§ EXTRACT TO READ:
....................

Purpose/objective: We performed a retrospective computed tomography (CT)-based three-dimensional (3D) dose-volume analysis of high-dose-rate (HDR) interstitial breast implants to evaluate the adequacy of lumpectomy cavity coverage, and then designed a simple, reproducible algorithm for dwell-time adjustment to correct for underdosage of the lumpectomy cavity.
Methods and materials: Since March 1993, brachytherapy has been used as the sole radiation modality after lumpectomy in selected protocol patients with early-stage breast cancer treated with breast-conserving therapy. In this protocol, all patients received 32 Gy in 8 fractions of 4 Gy over 4 days. Eleven patients treated with HDR brachytherapy who underwent CT scanning after implant placement were included in this analysis. For each patient, the postimplant CT dataset was transferred to a 3D treatment planning system, and the relevant tissue volumes were outlined on each axial slice. The implant dataset, including the dwell positions and dwell times, were imported into the 3D planning system and then registered to the visible implant template in the CT dataset. The calculated dose distribution was analyzed with respect to defined volumes via dose-volume histograms. Due to the variability of lumpectomy cavity coverage discovered in this 3D quality assurance analysis, dwell times at selected positions were adjusted in an attempt to improve dosimetric coverage of the lumpectomy cavity. Using implant data from 5 cases, a dwell-time adjustment algorithm was designed and was then tested on 11 cases. In this algorithm, a point P was identified using axial CT images, which was representative of the underdosed region within the cavity. The distance (d) from point P to the nearest dwell position was measured. A number of dwell positions (N) nearest to point P were selected for dwell time adjustment. The algorithm was tested by increasing the dwell times of a variable number of positions (N = 1, 3, 5, 7, 10, and 20) by a weighting factor (alpha), where alpha = f(d) and alpha > 1, and subsequently performing 3D dose-volume analysis to evaluate the improvement in lumpectomy cavity coverage.
Results: Before adjustment in the 11 implants, the median proportion of the lumpectomy cavity and target volume that received at least the prescription dose was 85% and 68%, respectively. After dwell-time adjustment, lumpectomy cavity coverage was significantly improved in all 11 cases. The median distance from point P to the nearest dwell position (d) was 1.4 cm (range 0.9-1.9). The median volume of the lumpectomy cavity receiving 32 Gy increased from 85.3% in the actual implant to 97.0% (range 74-100%) by increasing the dwell time of a single dwell position by a median factor (alpha) of 12.2 according to the above algorithm. With N = 3, the median proportion of the cavity volume receiving 32 Gy was improved to 97.5% (range 77-100%), with a median alpha of 5.7. Further improvement in lumpectomy cavity coverage was relatively small by increasing additional dwell times. In addition, with N = 20, the median absolute volume of breast tissue receiving 150% of the prescription dose was 70.3 cm3 compared to 26.3 cm3 in the actual implant; whereas with N = 1 or N = 3, this median volume was only 35.9 and 42.0 cm3, respectively.

....................

§ COMPLETE THE FOLLOWING:
1 > According to the brachytherapy abstract, what total dose and fractionation did all protocol patients receive?
2 > From the brachytherapy abstract, copy the stretch from "Purpose/objective: We performed" through "underdosage of the lumpectomy cavity.".

....................

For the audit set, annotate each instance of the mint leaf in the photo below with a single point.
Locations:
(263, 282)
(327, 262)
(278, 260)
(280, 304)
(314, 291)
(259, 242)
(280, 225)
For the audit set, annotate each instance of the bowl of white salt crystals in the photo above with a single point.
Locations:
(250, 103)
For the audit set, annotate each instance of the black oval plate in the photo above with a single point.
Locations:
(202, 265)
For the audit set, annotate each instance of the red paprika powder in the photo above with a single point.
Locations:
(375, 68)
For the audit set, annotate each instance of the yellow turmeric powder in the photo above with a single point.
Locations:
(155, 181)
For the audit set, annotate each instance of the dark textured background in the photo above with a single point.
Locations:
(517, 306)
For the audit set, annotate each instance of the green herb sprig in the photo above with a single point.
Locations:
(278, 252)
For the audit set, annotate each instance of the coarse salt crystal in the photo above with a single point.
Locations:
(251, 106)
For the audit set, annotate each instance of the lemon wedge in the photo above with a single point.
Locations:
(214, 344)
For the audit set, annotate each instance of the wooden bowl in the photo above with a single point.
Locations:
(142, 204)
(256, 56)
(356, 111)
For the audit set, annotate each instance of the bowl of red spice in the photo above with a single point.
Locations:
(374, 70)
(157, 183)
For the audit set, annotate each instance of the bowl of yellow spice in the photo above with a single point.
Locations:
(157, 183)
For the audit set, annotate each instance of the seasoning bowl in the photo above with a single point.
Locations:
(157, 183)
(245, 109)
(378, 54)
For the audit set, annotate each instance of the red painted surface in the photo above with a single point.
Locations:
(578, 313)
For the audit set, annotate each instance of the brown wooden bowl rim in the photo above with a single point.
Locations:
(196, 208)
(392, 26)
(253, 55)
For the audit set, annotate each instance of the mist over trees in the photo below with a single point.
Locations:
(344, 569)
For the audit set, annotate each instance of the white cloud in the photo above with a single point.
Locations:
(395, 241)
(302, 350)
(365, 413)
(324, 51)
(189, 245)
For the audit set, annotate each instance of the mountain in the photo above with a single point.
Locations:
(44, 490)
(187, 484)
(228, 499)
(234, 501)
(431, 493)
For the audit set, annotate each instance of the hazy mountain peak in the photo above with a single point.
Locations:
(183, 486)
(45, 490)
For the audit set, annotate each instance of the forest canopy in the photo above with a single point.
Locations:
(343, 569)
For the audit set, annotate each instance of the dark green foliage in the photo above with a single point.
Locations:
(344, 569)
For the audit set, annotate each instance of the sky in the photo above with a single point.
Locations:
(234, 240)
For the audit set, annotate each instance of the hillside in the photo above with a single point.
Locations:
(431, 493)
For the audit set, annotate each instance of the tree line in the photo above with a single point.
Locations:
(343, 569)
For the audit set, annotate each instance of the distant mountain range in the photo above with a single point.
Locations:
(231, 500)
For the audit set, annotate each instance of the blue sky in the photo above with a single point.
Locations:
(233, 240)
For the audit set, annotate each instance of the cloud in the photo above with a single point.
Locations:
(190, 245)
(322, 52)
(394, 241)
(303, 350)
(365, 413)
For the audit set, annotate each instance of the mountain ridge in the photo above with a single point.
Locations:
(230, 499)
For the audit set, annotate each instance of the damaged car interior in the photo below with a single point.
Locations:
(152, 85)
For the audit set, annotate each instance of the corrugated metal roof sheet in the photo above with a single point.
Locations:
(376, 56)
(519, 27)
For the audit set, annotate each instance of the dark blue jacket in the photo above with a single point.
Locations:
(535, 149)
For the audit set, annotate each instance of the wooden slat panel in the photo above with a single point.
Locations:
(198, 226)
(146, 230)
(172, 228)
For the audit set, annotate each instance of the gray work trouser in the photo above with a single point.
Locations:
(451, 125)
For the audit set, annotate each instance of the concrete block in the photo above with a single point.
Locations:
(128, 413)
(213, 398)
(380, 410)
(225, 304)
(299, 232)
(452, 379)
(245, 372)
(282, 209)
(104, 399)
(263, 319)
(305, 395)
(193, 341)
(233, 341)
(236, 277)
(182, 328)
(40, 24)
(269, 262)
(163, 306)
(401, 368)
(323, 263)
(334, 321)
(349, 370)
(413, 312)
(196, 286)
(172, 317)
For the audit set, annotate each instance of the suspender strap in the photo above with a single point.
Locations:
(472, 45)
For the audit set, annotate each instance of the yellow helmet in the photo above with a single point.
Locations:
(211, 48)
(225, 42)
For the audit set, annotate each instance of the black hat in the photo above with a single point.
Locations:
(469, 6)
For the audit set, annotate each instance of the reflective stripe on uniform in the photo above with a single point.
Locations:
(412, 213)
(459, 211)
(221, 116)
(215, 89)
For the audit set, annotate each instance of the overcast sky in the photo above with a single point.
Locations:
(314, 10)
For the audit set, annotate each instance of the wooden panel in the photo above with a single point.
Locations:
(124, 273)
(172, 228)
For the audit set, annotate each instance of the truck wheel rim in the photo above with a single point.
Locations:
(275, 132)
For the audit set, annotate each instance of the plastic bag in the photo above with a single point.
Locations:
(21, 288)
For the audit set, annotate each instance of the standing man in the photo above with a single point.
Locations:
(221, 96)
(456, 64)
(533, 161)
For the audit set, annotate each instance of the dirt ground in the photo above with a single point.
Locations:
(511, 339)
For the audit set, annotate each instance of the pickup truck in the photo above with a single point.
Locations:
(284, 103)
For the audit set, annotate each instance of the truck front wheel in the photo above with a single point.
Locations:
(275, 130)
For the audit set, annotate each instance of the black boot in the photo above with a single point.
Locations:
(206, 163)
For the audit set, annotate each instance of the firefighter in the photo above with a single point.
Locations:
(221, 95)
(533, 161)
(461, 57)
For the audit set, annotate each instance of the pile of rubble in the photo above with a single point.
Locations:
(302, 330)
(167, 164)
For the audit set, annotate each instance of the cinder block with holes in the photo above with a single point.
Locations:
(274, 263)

....................

§ ANSWER SECTION:
1 > 32 Gy in 8 fractions of 4 Gy over 4 days.

2 >
Purpose/objective: We performed a retrospective computed tomography (CT)-based three-dimensional (3D) dose-volume analysis of high-dose-rate (HDR) interstitial breast implants to evaluate the adequacy of lumpectomy cavity coverage, and then designed a simple, reproducible algorithm for dwell-time adjustment to correct for underdosage of the lumpectomy cavity.